Нельзя переоценить эрудицию и изобретательность интерпретаторов песни. Представляется вместе с тем, что в литературе, ей посвященной, упускается из виду одно немаловажное обстоятельство. Обычные мерки, применяемые при установлении текста скальдических стихов, неприложимы к St. Сказав в первых строках песни, что язык не повинуется ему, Эгиль и далее не демонстрирует в песни своего формального мастерства. Сочиняя поминальную песнь не в дротткветте, а в квидухатте, он не придерживается и строгой формы квидухатта (известной, например, из «Перечня Инглингов» норвежского скальда IX в. Тьодольва Хвинского), но допускает множество от нее отступлений. Раскрепостив форму стиха, Эгиль тем самым в корне меняет ее отношение к содержанию.

Строгая форма скальдического стиха фиксирует содержание, представляя его как данность и предотвращая его «порчу» в устной передаче. В силу своей условности скальдическая форма предполагает расшифровку текста, но никак не индивидуальное его осмысление.

--------

- **Задачи**:
• a. Воспроизведите слово в слово весь приведенный выше отрывок о поминальной песни Эгиля.
• b. Выпишите из перечня ниже все строки, в которых встречается слово «focus».

[Строки с данными]
--------

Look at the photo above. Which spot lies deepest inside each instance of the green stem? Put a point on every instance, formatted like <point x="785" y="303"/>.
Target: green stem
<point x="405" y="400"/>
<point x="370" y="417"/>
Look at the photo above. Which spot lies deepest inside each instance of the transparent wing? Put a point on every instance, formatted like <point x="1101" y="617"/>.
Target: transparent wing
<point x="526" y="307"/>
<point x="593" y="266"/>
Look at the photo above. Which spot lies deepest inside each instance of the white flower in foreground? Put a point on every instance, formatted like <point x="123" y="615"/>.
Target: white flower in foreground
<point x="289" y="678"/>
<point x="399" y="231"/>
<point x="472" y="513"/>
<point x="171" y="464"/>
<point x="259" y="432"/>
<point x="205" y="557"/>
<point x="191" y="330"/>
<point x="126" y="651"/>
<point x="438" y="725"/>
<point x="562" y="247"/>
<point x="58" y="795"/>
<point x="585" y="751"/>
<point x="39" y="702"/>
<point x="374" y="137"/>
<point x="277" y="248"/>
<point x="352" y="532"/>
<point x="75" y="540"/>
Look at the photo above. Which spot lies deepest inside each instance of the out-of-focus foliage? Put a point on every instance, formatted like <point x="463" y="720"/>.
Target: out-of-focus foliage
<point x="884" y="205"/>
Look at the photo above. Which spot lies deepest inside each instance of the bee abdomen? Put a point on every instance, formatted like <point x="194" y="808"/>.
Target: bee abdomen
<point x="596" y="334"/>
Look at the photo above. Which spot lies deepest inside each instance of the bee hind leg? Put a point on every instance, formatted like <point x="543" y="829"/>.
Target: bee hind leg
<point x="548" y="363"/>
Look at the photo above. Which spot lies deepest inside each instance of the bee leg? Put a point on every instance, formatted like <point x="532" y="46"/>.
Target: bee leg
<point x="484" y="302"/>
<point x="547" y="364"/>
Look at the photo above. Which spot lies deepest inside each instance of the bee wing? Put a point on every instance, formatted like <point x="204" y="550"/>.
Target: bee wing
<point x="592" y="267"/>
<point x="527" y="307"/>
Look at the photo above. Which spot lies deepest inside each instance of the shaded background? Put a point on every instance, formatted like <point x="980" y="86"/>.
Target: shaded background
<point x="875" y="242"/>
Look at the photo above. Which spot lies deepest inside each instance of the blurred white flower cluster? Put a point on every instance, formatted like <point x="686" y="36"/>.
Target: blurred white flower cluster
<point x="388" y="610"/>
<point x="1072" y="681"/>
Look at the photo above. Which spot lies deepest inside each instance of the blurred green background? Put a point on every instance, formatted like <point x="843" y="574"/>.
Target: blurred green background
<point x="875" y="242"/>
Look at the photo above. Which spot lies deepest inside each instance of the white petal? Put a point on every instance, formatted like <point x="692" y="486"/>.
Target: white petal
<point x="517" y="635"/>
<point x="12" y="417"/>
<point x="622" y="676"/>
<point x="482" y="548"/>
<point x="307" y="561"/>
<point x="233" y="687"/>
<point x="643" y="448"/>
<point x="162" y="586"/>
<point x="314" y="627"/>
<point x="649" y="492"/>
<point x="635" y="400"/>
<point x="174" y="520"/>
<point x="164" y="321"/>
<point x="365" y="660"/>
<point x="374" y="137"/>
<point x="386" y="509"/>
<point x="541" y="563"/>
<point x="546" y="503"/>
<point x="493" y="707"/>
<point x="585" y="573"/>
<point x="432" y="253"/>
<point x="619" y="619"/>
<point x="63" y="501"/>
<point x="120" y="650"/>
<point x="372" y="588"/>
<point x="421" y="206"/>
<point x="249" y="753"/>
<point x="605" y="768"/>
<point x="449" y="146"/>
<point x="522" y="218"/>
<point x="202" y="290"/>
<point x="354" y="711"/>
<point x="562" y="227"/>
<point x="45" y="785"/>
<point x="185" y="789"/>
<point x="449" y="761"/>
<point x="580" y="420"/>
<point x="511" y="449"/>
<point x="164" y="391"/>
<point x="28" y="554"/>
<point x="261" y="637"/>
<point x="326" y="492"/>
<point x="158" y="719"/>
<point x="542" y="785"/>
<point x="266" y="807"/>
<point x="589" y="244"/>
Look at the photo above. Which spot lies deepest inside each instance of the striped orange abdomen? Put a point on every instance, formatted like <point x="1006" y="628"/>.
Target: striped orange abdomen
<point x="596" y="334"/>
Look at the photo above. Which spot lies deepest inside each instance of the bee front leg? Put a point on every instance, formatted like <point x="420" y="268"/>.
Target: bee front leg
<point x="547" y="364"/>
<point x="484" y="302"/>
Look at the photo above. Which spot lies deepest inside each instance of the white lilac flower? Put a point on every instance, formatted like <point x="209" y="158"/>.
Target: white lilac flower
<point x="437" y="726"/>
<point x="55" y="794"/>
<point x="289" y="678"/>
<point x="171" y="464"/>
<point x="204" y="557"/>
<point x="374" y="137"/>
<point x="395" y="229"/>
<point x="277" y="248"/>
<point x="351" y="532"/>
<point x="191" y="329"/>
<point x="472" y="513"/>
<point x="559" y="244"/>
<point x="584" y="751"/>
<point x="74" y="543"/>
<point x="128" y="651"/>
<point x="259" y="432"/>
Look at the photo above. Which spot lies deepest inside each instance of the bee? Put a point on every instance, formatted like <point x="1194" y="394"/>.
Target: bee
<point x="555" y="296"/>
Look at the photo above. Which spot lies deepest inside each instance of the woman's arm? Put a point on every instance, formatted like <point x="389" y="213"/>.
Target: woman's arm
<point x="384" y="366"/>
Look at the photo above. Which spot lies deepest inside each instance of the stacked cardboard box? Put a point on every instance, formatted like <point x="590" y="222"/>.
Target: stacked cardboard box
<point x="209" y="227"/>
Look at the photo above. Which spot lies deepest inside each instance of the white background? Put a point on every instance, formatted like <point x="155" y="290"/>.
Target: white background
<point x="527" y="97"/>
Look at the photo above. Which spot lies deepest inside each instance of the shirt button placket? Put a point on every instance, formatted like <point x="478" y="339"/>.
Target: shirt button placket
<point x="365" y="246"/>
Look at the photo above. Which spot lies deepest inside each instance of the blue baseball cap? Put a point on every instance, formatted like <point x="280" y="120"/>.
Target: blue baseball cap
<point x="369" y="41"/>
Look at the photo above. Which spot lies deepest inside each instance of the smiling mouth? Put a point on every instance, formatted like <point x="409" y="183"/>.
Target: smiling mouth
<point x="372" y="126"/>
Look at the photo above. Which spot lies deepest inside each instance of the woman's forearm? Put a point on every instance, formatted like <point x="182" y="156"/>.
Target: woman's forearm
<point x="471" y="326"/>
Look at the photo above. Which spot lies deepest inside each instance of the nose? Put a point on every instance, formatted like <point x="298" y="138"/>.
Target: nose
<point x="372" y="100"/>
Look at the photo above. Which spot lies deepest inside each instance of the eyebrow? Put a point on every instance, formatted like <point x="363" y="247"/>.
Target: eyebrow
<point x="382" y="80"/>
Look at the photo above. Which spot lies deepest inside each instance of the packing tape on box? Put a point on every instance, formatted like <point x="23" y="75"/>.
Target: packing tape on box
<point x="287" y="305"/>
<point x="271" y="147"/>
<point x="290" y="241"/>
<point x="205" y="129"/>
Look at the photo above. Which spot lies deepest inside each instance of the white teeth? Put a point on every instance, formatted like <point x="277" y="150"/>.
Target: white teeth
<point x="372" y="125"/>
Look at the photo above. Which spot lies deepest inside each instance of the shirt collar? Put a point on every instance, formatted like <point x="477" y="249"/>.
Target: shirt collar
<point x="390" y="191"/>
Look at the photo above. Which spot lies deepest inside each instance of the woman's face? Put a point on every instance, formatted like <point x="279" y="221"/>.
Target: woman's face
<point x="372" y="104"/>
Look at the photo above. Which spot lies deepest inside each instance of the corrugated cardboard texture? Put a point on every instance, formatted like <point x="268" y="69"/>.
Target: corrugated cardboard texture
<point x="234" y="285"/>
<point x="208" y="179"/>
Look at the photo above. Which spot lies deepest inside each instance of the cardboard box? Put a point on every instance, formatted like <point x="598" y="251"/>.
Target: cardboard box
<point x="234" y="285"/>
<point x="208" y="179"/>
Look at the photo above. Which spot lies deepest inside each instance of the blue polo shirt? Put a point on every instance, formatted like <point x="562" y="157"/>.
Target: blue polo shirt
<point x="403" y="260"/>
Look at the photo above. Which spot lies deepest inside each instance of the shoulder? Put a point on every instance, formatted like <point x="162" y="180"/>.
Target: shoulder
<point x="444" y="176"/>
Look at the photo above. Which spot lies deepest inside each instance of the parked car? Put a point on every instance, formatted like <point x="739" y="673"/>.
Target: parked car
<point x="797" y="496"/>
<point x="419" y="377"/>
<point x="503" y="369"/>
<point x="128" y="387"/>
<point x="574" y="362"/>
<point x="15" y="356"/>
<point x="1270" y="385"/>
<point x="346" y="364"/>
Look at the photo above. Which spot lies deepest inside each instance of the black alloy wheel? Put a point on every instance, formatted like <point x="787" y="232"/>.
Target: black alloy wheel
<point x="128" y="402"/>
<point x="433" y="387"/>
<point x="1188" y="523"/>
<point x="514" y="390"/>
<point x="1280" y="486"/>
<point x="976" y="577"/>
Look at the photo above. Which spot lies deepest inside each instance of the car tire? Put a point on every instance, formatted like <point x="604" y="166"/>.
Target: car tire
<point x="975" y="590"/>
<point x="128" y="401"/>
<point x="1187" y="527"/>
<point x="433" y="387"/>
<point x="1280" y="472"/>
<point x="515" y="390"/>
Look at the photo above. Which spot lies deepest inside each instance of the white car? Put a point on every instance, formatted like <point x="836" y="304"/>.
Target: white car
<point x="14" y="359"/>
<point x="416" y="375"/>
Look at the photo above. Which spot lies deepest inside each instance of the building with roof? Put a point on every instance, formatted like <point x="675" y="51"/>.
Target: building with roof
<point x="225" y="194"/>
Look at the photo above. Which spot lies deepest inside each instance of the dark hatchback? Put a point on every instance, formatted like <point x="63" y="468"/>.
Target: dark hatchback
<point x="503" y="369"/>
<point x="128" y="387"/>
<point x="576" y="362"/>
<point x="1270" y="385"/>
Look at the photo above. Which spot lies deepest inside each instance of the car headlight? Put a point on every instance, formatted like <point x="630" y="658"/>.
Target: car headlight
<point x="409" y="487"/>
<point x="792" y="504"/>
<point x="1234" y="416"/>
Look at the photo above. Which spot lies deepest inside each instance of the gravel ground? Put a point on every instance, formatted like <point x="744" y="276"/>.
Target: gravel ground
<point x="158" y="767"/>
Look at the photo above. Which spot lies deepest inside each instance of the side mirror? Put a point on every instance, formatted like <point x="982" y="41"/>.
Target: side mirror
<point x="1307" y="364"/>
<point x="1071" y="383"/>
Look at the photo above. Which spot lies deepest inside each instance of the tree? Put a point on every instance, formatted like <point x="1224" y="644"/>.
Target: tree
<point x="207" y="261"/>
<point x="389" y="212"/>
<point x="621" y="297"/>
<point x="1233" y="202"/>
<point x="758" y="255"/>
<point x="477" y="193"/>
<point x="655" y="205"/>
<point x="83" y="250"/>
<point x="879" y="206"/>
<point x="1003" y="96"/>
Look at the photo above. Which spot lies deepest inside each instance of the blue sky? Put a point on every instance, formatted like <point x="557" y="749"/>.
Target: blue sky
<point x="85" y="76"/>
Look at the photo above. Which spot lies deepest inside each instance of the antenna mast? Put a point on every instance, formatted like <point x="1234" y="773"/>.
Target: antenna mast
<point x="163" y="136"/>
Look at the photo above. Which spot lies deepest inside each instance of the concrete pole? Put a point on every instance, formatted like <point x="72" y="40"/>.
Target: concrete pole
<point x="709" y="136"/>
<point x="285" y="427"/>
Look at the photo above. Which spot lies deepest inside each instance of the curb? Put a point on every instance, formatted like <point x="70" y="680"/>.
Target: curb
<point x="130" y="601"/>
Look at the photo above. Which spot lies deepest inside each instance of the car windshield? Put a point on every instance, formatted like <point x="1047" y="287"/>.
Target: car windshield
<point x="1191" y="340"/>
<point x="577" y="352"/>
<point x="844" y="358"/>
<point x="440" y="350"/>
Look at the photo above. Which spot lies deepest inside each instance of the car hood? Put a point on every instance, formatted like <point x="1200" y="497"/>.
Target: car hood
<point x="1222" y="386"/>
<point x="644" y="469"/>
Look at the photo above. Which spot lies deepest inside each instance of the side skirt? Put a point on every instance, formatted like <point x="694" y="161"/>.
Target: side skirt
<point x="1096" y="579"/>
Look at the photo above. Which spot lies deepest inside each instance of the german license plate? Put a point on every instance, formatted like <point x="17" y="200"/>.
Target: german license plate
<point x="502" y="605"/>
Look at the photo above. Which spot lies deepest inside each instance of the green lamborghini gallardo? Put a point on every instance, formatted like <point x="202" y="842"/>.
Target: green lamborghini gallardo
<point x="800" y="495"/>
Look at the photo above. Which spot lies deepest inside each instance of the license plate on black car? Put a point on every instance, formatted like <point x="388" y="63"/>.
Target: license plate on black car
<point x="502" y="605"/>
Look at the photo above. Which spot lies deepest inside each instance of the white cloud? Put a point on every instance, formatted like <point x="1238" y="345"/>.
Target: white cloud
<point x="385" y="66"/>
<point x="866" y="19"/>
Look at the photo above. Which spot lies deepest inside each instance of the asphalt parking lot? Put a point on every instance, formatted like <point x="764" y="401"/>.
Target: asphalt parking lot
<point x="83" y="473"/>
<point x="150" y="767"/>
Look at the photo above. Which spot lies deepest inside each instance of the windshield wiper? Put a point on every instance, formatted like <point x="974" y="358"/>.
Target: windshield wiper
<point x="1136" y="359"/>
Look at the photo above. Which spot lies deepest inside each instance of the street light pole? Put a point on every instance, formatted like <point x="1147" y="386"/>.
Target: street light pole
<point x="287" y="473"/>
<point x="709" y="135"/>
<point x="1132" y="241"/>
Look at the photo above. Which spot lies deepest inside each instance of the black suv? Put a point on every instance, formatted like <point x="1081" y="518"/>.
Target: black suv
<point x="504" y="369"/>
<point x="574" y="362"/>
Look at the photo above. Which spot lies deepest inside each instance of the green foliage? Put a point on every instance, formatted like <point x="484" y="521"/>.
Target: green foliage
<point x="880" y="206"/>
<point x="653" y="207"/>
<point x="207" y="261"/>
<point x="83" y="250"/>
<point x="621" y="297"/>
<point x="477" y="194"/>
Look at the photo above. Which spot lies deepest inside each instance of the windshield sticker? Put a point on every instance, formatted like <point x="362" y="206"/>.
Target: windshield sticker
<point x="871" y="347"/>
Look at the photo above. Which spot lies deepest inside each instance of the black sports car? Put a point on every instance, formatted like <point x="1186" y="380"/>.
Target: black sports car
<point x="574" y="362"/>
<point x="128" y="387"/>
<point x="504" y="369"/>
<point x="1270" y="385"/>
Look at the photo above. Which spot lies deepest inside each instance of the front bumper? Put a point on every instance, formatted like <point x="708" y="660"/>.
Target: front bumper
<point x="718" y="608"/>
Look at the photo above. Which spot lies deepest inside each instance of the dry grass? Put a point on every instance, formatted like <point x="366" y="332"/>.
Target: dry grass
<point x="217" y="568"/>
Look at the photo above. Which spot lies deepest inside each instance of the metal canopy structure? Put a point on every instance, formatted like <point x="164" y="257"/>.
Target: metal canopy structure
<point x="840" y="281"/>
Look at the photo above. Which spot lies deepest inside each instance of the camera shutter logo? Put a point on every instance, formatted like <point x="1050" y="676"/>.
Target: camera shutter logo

--------

- **Ответы к задачам**:
• a.
Нельзя переоценить эрудицию и изобретательность интерпретаторов песни. Представляется вместе с тем, что в литературе, ей посвященной, упускается из виду одно немаловажное обстоятельство. Обычные мерки, применяемые при установлении текста скальдических стихов, неприложимы к St. Сказав в первых строках песни, что язык не повинуется ему, Эгиль и далее не демонстрирует в песни своего формального мастерства. Сочиняя поминальную песнь не в дротткветте, а в квидухатте, он не придерживается и строгой формы квидухатта (известной, например, из «Перечня Инглингов» норвежского скальда IX в. Тьодольва Хвинского), но допускает множество от нее отступлений. Раскрепостив форму стиха, Эгиль тем самым в корне меняет ее отношение к содержанию.

Строгая форма скальдического стиха фиксирует содержание, представляя его как данность и предотвращая его «порчу» в устной передаче. В силу своей условности скальдическая форма предполагает расшифровку текста, но никак не индивидуальное его осмысление.

• b.
Look at the photo above. Which spot lies deepest inside each instance of the out-of-focus foliage? Put a point on every instance, formatted like <point x="463" y="720"/>.
Target: out-of-focus foliage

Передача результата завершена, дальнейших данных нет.